• **WORK TO DO**: Copy every one of the entries below word for word, keeping each line and number unchanged.

• **DATASET EXCERPTS**:
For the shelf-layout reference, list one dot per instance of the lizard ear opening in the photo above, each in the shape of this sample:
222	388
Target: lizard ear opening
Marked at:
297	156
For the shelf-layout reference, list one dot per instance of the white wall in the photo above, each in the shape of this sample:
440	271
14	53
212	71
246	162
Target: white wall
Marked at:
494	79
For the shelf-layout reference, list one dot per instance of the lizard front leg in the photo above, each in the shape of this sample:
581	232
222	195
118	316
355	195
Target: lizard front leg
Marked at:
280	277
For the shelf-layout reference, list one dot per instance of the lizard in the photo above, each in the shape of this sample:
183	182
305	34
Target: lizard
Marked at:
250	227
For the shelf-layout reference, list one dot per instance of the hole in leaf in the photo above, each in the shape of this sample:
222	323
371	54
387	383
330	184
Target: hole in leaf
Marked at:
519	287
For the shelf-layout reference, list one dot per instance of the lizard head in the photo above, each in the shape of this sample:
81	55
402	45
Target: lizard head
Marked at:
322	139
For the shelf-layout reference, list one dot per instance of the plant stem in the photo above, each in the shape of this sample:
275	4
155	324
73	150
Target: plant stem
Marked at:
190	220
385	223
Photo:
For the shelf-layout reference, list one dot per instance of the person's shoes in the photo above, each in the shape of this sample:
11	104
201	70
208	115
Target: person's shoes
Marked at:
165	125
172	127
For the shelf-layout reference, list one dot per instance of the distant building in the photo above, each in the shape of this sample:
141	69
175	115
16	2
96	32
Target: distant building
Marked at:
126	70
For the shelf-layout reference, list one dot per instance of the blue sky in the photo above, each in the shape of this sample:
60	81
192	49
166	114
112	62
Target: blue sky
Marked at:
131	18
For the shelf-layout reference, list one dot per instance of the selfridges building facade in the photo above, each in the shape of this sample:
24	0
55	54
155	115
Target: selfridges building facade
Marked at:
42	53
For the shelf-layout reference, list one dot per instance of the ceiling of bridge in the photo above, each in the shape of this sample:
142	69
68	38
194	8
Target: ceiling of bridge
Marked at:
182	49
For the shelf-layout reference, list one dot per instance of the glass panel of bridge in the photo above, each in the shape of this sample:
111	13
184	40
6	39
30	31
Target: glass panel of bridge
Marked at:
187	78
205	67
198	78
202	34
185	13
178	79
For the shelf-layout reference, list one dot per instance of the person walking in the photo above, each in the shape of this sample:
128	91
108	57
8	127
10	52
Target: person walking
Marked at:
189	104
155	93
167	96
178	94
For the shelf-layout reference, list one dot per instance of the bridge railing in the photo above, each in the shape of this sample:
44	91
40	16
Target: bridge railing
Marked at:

• **RESPONSE TO THIS TASK**:
For the shelf-layout reference, list one dot per instance of the lizard ear opening in the photo above, each in the shape of this sample:
222	388
Target: lizard ear opening
Marked at:
297	156
For the shelf-layout reference, list one dot per instance of the white wall in the photo above, each in the shape of this sample:
440	271
14	53
212	71
246	162
Target: white wall
Marked at:
494	79
For the shelf-layout reference, list one dot per instance of the lizard front leg in the photo above, each in the shape of this sample:
581	232
222	195
118	316
355	195
Target: lizard front leg
Marked at:
280	277
For the shelf-layout reference, list one dot per instance of the lizard in the photo above, each in the shape of this sample:
183	182
305	34
Target: lizard
Marked at:
250	227
For the shelf-layout reference, list one dot per instance of the hole in leaf in the photo above, each in the shape of this sample:
222	323
371	54
387	383
330	184
Target: hole in leaf
Marked at:
519	287
For the shelf-layout reference, list one dot per instance of the lizard head in the photo above, each in the shape of this sample:
81	55
402	45
Target: lizard head
Marked at:
322	139
For the shelf-layout reference, list one dot per instance of the plant stem in the photo above, each in the shape of this sample:
275	4
155	324
73	150
Target: plant stem
Marked at:
190	220
385	223
Photo:
For the shelf-layout reference, list one dot per instance of the person's shoes in the photo above, each in the shape of this sample:
11	104
201	70
208	115
Target: person's shoes
Marked at:
165	125
172	127
For the shelf-layout reference, list one dot per instance of the distant building in the photo above, each in the shape of this sample:
141	69
175	115
16	2
96	32
Target: distant building
Marked at:
126	70
For the shelf-layout reference, list one dot per instance of the blue sky in the photo above, each in the shape of this sample:
60	81
192	49
166	114
112	62
Target: blue sky
Marked at:
131	18
For the shelf-layout reference, list one dot per instance of the selfridges building facade in the photo above, each in the shape of this sample:
24	0
55	54
155	115
Target: selfridges building facade
Marked at:
42	53
For the shelf-layout reference, list one dot per instance of the ceiling of bridge in the photo above, each in the shape of this sample:
142	69
68	38
194	8
Target: ceiling of bridge
Marked at:
182	49
For the shelf-layout reference, list one dot per instance of the glass panel of bridge in the photo above, each in the shape of this sample:
111	13
184	40
6	39
30	31
Target: glass panel of bridge
Marked at:
187	78
205	67
198	78
202	34
185	13
178	79
For the shelf-layout reference, list one dot per instance of the person walking in the photo above, each in the shape of this sample:
128	91
108	57
8	127
10	52
Target: person walking
Marked at:
189	104
155	93
167	96
178	94
For the shelf-layout reference, list one dot per instance of the bridge railing in the photo above, each in the shape of this sample:
44	91
40	16
Target: bridge railing
Marked at:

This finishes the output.